══ Stored data

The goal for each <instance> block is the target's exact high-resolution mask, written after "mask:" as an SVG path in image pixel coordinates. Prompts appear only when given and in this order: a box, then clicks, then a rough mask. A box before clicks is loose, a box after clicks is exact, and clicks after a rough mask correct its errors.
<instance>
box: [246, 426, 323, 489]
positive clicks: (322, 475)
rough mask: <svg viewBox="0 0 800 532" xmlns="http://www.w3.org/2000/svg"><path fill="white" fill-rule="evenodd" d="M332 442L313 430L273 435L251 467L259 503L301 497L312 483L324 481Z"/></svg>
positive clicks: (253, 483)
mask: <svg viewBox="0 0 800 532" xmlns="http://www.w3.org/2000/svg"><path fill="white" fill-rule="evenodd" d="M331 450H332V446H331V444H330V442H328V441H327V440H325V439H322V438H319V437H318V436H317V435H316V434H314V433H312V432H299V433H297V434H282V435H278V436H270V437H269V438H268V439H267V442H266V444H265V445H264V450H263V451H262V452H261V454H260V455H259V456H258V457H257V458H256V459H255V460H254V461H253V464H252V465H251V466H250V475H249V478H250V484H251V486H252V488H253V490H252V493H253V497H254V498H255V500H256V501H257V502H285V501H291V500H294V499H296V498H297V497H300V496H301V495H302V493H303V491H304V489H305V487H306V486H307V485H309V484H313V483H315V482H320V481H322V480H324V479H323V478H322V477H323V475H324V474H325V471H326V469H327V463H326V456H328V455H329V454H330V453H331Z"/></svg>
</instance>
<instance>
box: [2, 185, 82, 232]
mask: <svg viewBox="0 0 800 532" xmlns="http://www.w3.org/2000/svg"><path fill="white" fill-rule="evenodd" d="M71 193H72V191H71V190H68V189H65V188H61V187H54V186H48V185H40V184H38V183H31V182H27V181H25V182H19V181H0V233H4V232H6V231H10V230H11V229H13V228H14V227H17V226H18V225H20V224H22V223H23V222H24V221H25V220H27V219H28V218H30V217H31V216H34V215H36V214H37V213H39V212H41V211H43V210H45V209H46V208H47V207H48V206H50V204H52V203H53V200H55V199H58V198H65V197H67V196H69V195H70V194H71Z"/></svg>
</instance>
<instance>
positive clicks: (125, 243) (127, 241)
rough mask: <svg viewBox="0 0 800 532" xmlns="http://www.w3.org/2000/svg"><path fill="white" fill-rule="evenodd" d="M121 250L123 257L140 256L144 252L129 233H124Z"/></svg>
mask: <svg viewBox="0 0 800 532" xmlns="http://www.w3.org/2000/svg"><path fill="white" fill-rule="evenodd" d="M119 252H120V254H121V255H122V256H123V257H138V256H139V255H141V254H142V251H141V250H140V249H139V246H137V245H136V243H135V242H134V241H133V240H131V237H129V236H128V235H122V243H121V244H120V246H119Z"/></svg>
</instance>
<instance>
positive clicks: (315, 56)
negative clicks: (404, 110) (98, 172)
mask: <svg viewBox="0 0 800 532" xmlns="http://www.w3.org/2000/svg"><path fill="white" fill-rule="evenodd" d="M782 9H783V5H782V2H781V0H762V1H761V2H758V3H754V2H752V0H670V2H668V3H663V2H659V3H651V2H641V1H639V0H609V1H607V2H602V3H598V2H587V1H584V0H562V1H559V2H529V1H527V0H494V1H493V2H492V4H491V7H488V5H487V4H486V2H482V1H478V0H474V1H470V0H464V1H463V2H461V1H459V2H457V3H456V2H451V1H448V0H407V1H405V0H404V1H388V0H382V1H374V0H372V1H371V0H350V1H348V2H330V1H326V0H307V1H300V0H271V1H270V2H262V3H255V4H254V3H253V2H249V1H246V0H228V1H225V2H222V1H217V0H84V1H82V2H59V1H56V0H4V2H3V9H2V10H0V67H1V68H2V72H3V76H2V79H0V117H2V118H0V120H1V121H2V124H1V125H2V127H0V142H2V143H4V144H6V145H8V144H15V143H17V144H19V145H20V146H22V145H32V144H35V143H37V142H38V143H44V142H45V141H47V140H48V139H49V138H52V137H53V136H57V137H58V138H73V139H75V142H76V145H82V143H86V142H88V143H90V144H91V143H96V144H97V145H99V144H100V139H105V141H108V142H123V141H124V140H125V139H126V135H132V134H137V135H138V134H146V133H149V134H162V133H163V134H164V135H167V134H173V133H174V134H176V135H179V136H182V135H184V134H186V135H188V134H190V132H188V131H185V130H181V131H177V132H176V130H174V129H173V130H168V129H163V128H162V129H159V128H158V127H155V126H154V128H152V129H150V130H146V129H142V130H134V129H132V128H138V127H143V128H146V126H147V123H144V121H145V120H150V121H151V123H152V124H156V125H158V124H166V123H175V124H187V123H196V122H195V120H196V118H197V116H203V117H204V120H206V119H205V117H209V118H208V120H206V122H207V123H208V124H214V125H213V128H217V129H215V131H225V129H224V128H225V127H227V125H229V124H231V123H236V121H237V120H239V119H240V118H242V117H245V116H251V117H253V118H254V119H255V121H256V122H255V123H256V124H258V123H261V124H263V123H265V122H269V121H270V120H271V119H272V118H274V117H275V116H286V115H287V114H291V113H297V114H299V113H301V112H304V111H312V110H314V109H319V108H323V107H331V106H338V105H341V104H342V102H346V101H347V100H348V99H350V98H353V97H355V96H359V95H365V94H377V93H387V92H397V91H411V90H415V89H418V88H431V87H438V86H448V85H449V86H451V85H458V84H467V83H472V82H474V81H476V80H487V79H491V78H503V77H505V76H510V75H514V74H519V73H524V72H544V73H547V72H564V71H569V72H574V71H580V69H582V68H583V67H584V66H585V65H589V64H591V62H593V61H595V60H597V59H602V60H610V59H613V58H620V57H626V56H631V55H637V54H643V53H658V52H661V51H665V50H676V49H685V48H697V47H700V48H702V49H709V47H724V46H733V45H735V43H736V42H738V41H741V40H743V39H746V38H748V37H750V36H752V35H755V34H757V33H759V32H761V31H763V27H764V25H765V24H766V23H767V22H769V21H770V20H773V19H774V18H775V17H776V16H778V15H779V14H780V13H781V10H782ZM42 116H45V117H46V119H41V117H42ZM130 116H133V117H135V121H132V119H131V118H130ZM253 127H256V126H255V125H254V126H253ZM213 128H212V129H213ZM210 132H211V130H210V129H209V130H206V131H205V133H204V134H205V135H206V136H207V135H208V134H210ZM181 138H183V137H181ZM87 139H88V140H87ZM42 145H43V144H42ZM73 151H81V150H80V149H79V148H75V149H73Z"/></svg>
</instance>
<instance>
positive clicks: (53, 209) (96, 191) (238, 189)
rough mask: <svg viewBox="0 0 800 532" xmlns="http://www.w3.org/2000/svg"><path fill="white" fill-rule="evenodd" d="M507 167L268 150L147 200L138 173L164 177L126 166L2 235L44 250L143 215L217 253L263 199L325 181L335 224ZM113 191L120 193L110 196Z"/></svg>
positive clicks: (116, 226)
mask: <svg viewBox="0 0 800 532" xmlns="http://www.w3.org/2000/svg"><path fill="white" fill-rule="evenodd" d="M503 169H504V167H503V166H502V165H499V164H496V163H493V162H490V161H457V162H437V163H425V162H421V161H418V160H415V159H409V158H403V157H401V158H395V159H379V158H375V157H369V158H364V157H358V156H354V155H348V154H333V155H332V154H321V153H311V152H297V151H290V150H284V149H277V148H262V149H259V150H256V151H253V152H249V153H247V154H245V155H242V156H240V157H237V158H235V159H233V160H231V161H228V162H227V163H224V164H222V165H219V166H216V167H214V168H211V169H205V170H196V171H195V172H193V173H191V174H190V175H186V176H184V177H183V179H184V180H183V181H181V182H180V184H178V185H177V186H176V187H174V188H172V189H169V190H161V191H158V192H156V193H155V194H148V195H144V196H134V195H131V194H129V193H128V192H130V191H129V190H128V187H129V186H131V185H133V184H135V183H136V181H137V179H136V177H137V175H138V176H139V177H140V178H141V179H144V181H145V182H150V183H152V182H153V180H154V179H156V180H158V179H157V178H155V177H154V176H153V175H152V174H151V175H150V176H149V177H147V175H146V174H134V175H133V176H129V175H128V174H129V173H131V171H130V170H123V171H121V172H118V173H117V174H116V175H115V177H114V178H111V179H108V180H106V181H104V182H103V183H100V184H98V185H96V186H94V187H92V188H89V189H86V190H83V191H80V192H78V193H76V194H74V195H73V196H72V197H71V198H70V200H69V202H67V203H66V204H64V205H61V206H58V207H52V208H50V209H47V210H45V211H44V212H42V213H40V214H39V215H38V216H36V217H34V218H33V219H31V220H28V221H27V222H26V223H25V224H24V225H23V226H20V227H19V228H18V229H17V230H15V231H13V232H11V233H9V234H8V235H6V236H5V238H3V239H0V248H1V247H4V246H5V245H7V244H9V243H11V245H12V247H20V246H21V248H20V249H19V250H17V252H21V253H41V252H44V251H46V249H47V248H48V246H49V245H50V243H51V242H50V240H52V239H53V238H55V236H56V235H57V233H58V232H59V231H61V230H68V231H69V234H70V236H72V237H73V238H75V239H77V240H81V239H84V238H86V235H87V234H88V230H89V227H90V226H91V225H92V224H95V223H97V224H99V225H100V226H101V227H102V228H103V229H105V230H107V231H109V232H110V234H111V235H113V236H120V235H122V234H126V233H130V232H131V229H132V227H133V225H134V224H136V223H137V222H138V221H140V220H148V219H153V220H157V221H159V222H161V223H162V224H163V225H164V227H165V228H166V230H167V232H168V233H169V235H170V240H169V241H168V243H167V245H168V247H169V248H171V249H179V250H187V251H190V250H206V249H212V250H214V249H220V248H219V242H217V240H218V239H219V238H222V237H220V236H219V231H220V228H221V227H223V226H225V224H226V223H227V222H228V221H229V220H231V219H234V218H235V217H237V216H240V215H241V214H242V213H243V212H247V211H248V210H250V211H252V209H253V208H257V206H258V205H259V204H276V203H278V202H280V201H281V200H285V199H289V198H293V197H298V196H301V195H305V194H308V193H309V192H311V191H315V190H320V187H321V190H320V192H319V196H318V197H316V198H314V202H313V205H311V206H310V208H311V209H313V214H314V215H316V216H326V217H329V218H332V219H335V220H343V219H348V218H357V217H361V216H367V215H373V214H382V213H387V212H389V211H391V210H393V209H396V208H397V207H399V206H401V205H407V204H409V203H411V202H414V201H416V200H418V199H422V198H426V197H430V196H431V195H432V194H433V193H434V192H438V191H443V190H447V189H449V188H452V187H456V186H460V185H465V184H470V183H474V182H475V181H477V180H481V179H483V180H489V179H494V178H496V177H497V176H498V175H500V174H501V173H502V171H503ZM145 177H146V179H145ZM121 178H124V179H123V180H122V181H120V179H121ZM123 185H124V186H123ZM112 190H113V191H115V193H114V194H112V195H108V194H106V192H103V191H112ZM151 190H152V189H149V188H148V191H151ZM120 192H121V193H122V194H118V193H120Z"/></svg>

════

■ **What needs to be done**: Write out a verbatim copy of the data, beginning with its first line and ending with the line that contains "442L313 430L273 435L251".

■ **Your response**:
The goal for each <instance> block is the target's exact high-resolution mask, written after "mask:" as an SVG path in image pixel coordinates. Prompts appear only when given and in this order: a box, then clicks, then a rough mask. A box before clicks is loose, a box after clicks is exact, and clicks after a rough mask correct its errors.
<instance>
box: [246, 426, 323, 489]
positive clicks: (322, 475)
rough mask: <svg viewBox="0 0 800 532" xmlns="http://www.w3.org/2000/svg"><path fill="white" fill-rule="evenodd" d="M332 442L313 430L273 435L251 467L259 503L301 497L312 483L324 481Z"/></svg>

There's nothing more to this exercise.